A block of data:
-- START --
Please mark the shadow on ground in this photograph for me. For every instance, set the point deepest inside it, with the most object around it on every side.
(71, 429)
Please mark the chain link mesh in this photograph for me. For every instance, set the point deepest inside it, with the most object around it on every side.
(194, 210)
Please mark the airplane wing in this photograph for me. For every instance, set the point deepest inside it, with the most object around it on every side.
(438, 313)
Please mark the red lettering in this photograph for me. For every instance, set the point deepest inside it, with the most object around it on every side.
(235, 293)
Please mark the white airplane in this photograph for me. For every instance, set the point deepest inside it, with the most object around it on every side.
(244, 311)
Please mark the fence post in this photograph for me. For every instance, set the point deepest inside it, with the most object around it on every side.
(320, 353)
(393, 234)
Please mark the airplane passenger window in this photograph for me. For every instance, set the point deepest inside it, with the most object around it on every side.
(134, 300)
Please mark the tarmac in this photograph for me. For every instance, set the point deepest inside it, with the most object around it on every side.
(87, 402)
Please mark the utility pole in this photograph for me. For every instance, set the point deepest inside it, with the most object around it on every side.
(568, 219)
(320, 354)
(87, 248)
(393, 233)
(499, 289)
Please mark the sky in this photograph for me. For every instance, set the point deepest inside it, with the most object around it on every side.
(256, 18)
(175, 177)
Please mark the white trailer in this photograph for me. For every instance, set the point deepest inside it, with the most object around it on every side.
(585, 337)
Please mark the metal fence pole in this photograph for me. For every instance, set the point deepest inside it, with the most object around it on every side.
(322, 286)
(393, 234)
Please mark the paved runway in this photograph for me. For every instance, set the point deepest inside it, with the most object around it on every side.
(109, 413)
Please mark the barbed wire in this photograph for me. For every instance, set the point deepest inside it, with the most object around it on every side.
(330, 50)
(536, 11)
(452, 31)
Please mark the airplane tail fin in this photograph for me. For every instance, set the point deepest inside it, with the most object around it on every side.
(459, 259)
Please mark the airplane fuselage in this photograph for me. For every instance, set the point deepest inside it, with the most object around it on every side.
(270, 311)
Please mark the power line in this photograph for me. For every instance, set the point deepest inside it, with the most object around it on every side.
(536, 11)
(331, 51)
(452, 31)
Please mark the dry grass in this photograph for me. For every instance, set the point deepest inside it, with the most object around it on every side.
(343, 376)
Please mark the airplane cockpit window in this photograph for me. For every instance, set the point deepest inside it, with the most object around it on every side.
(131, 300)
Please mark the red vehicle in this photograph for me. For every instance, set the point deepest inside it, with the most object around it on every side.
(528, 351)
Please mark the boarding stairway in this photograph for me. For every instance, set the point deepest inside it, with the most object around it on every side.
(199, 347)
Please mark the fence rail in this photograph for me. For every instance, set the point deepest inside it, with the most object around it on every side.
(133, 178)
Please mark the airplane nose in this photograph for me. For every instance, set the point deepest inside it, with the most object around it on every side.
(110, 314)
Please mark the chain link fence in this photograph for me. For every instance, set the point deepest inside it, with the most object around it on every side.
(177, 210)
-- END --
-- START --
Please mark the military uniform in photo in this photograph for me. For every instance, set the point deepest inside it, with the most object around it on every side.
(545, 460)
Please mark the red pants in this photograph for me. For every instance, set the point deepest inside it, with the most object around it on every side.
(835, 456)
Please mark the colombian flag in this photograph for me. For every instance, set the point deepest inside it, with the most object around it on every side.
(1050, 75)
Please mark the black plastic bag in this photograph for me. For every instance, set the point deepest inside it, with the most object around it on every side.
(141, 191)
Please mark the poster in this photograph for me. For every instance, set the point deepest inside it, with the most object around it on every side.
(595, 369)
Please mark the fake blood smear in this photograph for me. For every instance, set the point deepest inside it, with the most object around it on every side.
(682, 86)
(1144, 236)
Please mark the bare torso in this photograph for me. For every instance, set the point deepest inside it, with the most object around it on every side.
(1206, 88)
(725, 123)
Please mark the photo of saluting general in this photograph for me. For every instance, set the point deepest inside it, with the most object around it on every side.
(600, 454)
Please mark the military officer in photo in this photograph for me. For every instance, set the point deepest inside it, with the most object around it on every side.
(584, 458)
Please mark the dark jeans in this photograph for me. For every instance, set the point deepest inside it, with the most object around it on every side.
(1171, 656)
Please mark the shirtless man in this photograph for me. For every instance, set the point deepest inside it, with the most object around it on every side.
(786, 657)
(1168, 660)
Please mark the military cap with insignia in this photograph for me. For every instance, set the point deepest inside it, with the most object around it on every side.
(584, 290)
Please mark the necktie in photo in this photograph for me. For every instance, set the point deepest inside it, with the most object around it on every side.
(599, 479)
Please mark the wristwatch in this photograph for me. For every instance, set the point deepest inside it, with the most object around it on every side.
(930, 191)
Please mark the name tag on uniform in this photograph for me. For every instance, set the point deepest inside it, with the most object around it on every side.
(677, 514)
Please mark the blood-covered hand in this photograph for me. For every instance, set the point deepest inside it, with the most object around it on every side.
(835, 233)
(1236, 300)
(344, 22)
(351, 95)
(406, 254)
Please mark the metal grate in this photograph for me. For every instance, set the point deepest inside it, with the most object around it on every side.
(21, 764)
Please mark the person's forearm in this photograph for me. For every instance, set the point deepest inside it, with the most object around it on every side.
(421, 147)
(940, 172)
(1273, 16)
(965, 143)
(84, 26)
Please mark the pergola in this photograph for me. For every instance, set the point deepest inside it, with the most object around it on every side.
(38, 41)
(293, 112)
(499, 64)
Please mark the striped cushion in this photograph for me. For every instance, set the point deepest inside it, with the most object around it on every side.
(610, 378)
-- END --
-- START --
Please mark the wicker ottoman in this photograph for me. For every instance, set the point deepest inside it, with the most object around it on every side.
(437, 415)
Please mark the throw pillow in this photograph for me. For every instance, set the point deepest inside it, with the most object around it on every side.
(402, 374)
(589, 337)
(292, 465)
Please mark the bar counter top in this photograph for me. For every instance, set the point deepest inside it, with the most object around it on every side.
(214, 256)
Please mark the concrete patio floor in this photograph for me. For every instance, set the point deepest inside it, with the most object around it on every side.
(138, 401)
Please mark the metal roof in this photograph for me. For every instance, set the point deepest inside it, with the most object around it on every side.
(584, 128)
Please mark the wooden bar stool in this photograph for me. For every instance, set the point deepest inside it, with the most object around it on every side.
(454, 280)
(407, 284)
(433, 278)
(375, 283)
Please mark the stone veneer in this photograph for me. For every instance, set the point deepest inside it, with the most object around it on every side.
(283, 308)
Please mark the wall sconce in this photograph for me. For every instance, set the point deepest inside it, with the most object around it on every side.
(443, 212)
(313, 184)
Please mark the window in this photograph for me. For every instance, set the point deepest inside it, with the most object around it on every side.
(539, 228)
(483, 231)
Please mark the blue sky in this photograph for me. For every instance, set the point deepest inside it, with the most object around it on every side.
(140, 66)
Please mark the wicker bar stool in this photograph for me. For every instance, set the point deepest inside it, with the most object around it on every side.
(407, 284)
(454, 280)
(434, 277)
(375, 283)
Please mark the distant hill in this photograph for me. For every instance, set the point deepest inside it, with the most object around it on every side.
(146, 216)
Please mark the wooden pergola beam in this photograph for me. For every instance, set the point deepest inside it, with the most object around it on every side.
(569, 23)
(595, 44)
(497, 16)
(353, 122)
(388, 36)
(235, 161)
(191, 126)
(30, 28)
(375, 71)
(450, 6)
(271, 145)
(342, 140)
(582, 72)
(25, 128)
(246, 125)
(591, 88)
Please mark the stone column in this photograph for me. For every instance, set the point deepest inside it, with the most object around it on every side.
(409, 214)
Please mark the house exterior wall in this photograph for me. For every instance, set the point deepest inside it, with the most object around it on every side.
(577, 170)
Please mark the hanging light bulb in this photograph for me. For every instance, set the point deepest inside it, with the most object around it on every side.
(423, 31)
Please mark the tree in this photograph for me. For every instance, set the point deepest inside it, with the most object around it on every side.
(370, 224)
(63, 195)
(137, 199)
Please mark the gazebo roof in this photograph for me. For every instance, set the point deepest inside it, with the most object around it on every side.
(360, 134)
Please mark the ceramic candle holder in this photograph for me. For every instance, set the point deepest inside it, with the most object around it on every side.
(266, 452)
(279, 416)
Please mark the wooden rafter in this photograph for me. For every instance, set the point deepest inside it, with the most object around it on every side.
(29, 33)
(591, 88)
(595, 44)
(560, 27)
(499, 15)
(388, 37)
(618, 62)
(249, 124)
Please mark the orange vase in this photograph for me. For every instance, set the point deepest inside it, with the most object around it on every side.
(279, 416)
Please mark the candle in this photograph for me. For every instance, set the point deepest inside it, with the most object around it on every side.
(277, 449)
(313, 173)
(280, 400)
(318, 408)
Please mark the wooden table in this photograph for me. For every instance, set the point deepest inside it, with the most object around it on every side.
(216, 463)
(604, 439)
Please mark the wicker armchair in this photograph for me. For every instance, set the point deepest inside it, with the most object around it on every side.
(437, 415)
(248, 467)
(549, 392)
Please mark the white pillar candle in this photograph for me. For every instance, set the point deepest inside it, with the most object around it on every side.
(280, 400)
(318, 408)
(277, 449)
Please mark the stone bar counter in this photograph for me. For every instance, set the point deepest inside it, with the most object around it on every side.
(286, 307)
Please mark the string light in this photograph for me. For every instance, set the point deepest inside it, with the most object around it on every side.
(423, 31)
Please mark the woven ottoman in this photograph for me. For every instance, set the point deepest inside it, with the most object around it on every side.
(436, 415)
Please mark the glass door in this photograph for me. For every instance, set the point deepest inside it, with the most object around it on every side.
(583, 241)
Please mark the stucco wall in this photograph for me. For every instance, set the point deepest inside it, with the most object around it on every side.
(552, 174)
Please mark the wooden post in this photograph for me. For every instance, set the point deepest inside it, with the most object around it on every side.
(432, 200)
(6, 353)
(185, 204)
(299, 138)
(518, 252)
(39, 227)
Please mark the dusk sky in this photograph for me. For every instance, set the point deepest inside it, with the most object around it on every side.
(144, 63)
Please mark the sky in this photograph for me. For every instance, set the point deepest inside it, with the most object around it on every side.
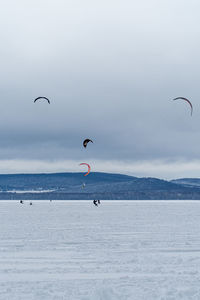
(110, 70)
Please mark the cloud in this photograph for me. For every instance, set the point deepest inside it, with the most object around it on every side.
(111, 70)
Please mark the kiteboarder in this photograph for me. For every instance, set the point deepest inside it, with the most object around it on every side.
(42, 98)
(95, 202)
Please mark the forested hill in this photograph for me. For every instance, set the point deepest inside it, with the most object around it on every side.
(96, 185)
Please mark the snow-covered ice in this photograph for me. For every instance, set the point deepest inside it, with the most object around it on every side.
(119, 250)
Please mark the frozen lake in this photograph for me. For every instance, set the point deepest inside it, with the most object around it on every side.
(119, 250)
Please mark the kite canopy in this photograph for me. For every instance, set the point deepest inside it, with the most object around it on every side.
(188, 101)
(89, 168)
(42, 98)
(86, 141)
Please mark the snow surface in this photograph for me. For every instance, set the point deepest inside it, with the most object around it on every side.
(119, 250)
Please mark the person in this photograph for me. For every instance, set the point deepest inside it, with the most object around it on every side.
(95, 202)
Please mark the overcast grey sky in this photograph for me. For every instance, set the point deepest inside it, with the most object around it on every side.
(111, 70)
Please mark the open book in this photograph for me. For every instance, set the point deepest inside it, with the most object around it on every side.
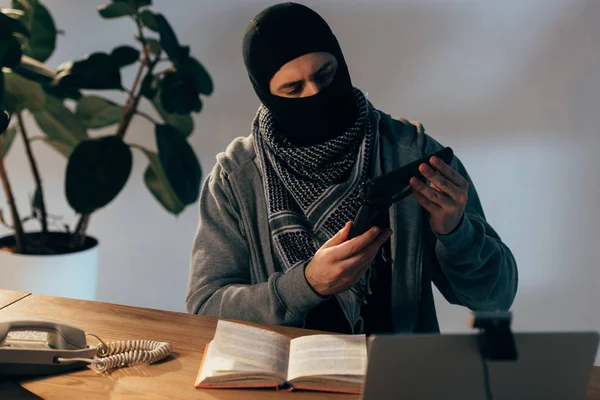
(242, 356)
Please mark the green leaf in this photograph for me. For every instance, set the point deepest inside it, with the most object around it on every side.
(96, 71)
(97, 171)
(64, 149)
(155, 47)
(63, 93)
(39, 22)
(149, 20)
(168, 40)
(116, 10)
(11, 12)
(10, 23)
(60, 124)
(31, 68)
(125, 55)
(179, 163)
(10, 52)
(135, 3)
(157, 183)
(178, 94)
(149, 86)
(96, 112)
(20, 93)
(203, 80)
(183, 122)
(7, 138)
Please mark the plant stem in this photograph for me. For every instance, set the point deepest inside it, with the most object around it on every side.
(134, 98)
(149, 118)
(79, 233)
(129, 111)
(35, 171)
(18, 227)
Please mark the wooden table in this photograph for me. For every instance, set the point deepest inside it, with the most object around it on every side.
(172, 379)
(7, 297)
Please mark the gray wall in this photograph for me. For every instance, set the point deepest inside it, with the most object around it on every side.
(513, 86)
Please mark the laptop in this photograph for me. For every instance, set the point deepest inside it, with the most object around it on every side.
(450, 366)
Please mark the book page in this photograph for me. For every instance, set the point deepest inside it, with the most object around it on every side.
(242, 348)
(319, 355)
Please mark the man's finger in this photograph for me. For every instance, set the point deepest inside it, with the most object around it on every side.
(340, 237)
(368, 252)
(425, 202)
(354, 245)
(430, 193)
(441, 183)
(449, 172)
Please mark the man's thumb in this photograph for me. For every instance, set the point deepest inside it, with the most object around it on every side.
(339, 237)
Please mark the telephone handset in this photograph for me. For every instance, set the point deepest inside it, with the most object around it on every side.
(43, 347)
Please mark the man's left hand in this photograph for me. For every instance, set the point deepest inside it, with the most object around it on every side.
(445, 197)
-- END --
### Your objective
Count the lines of the data above that contain the string "roof", treating uppercase and lowercase as different. Give only the number.

### Solution for this problem
2